══ Extrait proposé ══

Né à Paris, Nicolas Gigault est issu d’un milieu aisé : à treize ans il possède déjà une épinette à grand clavier ! Il accumulera au long de sa vie une magnifique collection d’instruments, dont un cabinet d’orgue, trois clavecins, trois épinettes, deux « manicordions » (clavicordes) et un grand nombre d’instruments à archet.

On ignore tout de sa formation. Il est probable qu’il étudia avec l’organiste de Notre-Dame, Charles Racquet, ami de son père. On évoque aussi le nom d’Etienne Richard, son prédécesseur à Saint-Nicolas des Champs. La légende a fait de Gigault un des maîtres de Lully, de cinq ans seulement son cadet.

Il occupa divers postes d’organiste, aux Jacobins de la rue Saint-Honoré dès l’âge de dix-neuf ans puis, de 1652 à sa mort (20 Août 1707), à Saint-Nicolas des Champs. Selon les habitudes du temps, il cumulait cette paroisse avec le prieuré voisin de Saint-Martin des Champs (1673) et l’hôpital du Saint-Esprit (1685).

Musicien estimé de ses collègues, Gigault joua un rôle important dans la fameuse querelle des ménétriers et des claviéristes qui défraya la chronique à la fin du XVIIe siècle.

═══

> [Liste des tâches]
1. Veuillez transcrire fidèlement le passage de l'extrait sur Nicolas Gigault qui commence par « On ignore tout » et se poursuit jusqu'à « du Saint-Esprit (1685). ».
2. Répondez à ces questions d'après l'extrait sur Nicolas Gigault.
(a) À quel âge Gigault possède-t-il déjà une épinette à grand clavier ?
(b) De quelle année à quelle année fut-il organiste à Saint-Nicolas des Champs ?
(c) En quelle année cumula-t-il sa paroisse avec l'hôpital du Saint-Esprit ?

══ Données fournies ══

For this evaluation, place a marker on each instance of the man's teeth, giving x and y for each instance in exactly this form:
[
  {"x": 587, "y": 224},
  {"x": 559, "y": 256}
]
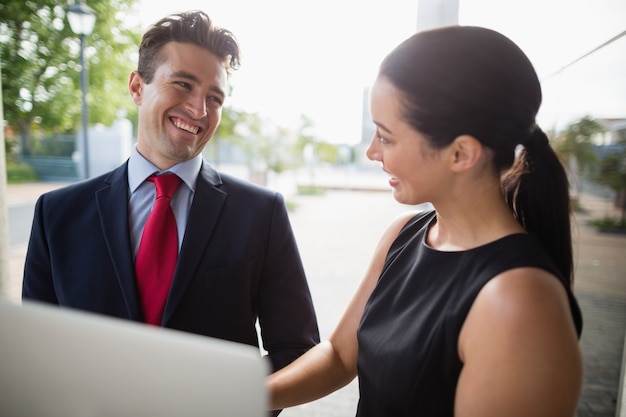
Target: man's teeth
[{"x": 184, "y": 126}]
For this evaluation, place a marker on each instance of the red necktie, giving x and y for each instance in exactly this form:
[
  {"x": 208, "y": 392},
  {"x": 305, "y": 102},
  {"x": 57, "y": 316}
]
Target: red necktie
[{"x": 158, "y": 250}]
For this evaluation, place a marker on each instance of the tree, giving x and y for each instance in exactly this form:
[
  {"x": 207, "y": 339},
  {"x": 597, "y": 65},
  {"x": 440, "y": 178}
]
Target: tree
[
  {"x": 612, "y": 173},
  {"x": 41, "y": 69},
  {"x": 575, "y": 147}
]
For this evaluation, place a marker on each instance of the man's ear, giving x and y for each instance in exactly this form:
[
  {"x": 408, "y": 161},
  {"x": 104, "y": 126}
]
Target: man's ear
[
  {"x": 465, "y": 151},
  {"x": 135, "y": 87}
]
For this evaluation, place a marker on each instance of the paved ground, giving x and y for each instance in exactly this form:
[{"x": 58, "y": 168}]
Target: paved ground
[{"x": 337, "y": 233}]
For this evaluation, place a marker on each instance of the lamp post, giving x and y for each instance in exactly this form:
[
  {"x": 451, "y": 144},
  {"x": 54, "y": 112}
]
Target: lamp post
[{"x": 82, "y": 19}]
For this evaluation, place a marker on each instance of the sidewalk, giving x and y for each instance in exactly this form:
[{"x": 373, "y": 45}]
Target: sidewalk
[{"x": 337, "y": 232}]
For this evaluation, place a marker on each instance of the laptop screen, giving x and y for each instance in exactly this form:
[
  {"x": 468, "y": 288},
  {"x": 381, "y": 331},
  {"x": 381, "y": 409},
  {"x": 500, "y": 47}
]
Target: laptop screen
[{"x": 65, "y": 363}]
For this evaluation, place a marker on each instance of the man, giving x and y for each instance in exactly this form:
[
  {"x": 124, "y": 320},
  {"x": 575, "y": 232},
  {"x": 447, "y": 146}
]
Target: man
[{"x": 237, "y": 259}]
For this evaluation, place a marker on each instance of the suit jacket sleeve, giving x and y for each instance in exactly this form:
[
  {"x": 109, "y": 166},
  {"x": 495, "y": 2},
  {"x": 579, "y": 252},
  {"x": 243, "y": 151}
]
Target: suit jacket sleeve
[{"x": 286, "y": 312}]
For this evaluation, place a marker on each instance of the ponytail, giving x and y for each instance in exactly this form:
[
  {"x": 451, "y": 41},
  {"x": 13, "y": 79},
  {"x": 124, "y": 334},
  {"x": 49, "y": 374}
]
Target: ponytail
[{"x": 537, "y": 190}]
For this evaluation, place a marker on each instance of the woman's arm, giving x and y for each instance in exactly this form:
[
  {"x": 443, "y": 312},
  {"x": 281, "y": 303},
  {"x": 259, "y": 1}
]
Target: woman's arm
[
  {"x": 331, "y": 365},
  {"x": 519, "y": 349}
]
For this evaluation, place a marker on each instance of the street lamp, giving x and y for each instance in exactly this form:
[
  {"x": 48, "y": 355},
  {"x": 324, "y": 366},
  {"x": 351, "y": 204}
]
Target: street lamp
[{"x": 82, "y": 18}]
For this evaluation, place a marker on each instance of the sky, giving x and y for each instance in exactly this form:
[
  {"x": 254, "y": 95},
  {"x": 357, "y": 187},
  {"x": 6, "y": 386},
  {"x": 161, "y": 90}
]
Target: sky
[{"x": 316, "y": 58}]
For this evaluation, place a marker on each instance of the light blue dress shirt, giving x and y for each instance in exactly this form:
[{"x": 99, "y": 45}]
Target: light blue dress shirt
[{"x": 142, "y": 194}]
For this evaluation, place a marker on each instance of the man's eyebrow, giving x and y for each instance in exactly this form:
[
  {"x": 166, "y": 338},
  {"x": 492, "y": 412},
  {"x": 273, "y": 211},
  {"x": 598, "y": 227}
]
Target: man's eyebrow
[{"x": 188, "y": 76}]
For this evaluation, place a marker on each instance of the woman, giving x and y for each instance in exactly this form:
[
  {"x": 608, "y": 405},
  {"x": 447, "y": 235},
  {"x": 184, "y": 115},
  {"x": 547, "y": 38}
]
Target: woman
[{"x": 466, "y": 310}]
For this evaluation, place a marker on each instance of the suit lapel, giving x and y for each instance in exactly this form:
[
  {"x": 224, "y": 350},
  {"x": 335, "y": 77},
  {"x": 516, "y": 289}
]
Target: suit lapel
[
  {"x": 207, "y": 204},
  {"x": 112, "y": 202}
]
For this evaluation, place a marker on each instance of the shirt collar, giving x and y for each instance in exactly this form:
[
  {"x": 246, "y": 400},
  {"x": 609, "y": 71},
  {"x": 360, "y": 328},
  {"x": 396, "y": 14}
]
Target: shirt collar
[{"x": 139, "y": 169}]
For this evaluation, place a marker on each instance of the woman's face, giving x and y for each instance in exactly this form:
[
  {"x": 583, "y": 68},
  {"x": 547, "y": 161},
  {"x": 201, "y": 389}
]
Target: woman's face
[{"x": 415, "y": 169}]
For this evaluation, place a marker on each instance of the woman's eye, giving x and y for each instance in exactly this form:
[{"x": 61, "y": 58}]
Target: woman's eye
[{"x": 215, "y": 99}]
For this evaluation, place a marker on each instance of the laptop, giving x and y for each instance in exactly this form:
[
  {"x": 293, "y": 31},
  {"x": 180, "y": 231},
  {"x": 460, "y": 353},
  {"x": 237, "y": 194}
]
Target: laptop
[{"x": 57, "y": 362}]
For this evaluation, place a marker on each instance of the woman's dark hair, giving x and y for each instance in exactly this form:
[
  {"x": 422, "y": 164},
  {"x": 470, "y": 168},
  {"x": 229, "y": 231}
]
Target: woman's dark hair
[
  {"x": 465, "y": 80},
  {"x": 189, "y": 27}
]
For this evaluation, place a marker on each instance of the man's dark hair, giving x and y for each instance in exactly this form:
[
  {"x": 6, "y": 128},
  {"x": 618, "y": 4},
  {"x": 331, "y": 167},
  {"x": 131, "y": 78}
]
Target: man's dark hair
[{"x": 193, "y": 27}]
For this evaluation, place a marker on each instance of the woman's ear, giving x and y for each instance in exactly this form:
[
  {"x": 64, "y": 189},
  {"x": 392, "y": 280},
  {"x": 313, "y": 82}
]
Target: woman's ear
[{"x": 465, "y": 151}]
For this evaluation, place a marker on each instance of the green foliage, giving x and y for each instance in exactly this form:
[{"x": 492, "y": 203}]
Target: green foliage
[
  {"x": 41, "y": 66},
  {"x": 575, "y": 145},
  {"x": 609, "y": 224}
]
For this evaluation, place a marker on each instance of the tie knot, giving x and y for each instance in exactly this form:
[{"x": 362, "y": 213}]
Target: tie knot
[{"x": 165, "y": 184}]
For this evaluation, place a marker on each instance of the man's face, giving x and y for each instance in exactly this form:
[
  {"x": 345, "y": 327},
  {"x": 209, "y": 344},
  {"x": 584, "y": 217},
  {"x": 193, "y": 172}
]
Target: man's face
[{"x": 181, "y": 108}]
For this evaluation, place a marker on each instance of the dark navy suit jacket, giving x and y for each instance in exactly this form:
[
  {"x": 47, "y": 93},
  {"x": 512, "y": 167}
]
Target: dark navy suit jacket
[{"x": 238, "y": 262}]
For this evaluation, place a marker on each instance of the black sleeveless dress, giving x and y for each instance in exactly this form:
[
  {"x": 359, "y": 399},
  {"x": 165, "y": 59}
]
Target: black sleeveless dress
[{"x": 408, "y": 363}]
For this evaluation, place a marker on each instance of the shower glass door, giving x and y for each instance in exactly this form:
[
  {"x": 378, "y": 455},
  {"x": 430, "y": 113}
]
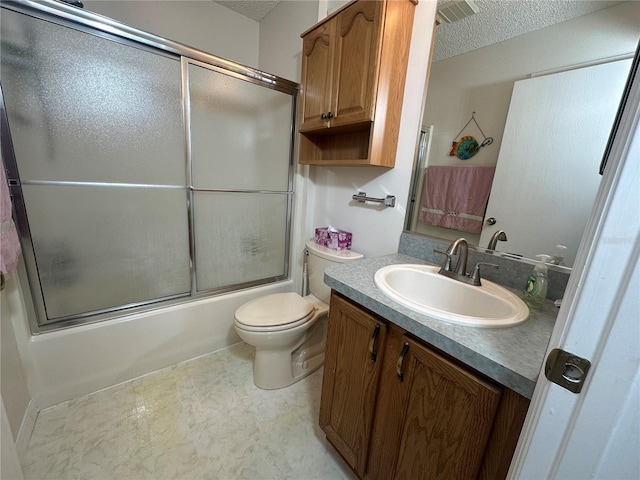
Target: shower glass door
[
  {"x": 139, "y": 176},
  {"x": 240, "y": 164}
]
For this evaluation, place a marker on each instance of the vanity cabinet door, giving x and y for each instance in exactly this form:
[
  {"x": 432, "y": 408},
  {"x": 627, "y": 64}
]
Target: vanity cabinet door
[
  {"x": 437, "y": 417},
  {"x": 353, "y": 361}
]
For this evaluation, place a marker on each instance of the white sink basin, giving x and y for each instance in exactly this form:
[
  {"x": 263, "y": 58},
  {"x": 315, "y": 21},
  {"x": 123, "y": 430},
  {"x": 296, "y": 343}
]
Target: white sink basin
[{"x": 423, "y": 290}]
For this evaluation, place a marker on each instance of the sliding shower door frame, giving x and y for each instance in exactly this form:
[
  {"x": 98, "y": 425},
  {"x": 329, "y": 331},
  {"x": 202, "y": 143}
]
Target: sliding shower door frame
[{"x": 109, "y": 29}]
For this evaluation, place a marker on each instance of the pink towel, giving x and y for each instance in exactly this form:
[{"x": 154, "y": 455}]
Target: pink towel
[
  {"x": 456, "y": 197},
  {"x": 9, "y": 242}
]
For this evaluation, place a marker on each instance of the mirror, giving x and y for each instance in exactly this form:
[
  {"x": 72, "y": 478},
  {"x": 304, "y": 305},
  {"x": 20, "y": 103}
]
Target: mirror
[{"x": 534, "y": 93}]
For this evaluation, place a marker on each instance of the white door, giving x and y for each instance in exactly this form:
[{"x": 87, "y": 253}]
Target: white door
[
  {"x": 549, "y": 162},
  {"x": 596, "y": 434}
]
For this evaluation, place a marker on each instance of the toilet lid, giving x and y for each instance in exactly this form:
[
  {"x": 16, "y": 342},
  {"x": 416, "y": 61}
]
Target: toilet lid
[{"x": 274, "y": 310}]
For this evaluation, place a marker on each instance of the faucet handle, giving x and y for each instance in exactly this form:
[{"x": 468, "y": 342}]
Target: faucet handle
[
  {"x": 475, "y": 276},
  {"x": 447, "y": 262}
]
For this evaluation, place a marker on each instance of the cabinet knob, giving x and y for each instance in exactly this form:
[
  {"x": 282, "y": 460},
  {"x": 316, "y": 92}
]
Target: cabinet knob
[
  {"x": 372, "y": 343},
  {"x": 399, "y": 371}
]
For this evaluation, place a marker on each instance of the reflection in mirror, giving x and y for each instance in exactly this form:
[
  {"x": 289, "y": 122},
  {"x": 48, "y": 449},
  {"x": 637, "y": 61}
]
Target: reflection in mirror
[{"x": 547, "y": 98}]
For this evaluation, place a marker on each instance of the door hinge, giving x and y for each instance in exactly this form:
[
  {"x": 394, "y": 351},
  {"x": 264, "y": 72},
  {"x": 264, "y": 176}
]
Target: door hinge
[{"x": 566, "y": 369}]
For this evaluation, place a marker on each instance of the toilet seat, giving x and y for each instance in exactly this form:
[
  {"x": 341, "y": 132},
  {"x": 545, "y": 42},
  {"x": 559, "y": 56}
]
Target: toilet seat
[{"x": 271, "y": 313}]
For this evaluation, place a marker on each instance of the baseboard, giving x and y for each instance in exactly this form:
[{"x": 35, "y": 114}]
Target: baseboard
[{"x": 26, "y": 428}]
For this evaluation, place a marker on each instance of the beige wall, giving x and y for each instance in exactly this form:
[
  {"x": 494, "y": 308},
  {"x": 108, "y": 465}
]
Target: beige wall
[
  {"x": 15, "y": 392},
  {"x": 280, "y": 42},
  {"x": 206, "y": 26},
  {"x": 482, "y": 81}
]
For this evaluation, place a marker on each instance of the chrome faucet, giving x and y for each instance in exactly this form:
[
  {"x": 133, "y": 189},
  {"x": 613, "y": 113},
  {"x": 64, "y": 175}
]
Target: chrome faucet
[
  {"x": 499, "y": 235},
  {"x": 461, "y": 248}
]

═══

> [Réponses rédigées]
1.
On ignore tout de sa formation. Il est probable qu’il étudia avec l’organiste de Notre-Dame, Charles Racquet, ami de son père. On évoque aussi le nom d’Etienne Richard, son prédécesseur à Saint-Nicolas des Champs. La légende a fait de Gigault un des maîtres de Lully, de cinq ans seulement son cadet.

Il occupa divers postes d’organiste, aux Jacobins de la rue Saint-Honoré dès l’âge de dix-neuf ans puis, de 1652 à sa mort (20 Août 1707), à Saint-Nicolas des Champs. Selon les habitudes du temps, il cumulait cette paroisse avec le prieuré voisin de Saint-Martin des Champs (1673) et l’hôpital du Saint-Esprit (1685).

2.
(a) À treize ans.
(b) De 1652 à sa mort, le 20 août 1707.
(c) En 1685.